• [Written request] Send back the entries below exactly as they appear.

***

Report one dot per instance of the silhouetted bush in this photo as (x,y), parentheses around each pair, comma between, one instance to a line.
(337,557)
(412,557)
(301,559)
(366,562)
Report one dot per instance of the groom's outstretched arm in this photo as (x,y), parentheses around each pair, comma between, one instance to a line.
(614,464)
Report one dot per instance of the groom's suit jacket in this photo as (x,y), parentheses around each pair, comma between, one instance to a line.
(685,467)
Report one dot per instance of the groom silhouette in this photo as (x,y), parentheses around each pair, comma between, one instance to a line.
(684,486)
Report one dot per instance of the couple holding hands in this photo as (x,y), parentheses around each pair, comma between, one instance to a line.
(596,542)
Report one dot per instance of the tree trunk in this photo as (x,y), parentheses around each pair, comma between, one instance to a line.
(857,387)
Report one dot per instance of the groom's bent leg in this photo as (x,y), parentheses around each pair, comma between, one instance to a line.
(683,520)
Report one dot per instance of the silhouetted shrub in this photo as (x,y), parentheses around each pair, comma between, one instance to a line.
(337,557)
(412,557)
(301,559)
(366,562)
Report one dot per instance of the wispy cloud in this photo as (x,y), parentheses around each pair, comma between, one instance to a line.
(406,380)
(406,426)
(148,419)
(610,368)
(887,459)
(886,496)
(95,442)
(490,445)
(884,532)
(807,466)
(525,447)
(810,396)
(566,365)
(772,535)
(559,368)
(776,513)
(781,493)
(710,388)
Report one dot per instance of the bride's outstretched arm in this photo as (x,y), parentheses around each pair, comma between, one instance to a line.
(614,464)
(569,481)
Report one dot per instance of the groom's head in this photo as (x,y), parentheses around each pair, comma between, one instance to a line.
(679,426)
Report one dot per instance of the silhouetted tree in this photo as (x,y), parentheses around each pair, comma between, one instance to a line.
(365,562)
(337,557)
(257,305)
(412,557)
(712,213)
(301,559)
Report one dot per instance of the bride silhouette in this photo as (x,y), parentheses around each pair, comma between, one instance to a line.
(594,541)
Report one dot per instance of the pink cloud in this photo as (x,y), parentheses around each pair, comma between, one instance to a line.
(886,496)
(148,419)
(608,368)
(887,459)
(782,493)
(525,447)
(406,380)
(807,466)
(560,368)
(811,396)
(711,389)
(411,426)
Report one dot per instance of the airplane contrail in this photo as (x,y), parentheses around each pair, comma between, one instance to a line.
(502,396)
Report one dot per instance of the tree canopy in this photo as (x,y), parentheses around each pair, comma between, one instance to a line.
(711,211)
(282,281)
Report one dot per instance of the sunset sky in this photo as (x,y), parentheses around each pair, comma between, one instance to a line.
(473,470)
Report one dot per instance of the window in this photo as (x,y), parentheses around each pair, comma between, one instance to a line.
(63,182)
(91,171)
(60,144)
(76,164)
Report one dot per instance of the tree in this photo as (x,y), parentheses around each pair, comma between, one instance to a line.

***

• [Solution to the exercise]
Report one dot per instance of the silhouetted bush in this photo as (x,y), parentheses around each pair, comma between, one instance to a line.
(337,557)
(412,557)
(301,559)
(366,562)
Report one dot per instance of the groom's outstretched arm in this photo as (x,y), parentheses around each pair, comma between, one instance to a line.
(614,464)
Report one dot per instance of the groom's suit jacket in this photo as (x,y), parentheses around each pair, comma between, one instance to a line.
(685,467)
Report one dot per instance of the groom silhouette in this photo as (x,y), parentheses around each pair, comma between, one instance to a line.
(684,486)
Report one dot per instance of the couple holding hands in this photo as (x,y), parentheses around each pair, comma between, one instance to a line.
(596,542)
Report one dot per instance of the tree trunk in this photo as (x,y), parentheses around each pair, comma between, one instance to a line.
(857,387)
Report one dot per instance of the groom's bent leg in this photo as (x,y), parentheses around each pair, comma between, one instance to a line.
(683,520)
Report one dot per instance of the silhouetted shrub in this photo as (x,y), parentheses around each pair, comma between, one instance to a line.
(337,557)
(412,557)
(301,559)
(366,562)
Report one dot per instance of the wispy cloud in this photo as (x,y), parentheses around each pair, comma between, one instance to a line.
(406,380)
(406,426)
(148,419)
(610,368)
(887,459)
(886,496)
(95,442)
(490,445)
(884,532)
(807,466)
(525,447)
(810,396)
(566,365)
(772,535)
(559,368)
(776,513)
(781,493)
(710,388)
Report one dot per instance of the bride's outstretched arm in this photo as (x,y), parentheses around each pair, comma between, one instance to a line.
(614,464)
(569,481)
Report one dot per instance of the groom's head in this photo as (x,y), parentheses around each pair, comma between, one instance to a line.
(679,426)
Report one dot per instance of the silhouetted tree in this photo as (x,y), parentheses around each pair, comma between, one instance to a line.
(365,562)
(337,557)
(257,305)
(412,557)
(712,213)
(301,559)
Report one dot per instance of the bride silhouette in this photo as (x,y), parentheses around each pair, comma between, one instance to a line.
(594,541)
Report one dot per instance of the pink cloud in this photo as (x,y), parentheses around each pair, comma between, one instance to a line.
(886,496)
(148,419)
(608,368)
(887,459)
(782,493)
(525,447)
(406,380)
(807,466)
(560,368)
(811,396)
(711,389)
(411,426)
Report one dot per instance of the airplane contrail in this photo as (x,y), parentheses around each pair, comma between, one instance to a line.
(502,396)
Report one dot per instance of the tree canopy in this photo as (x,y), parentheses around each pair, comma between, one instance to a line.
(711,211)
(282,281)
Report one dot per instance of the sunset sky in this photo as (x,y), parentheses around each pair, comma between, one instance to a line.
(473,470)
Report one dot per instance of the window in this photo as (x,y), parentheses around each pair, comma between, one instance to a line.
(63,182)
(91,171)
(60,144)
(76,164)
Report one dot per instance of the tree in this photo as (x,y), parentheses around each pair, comma between, one instance to a line.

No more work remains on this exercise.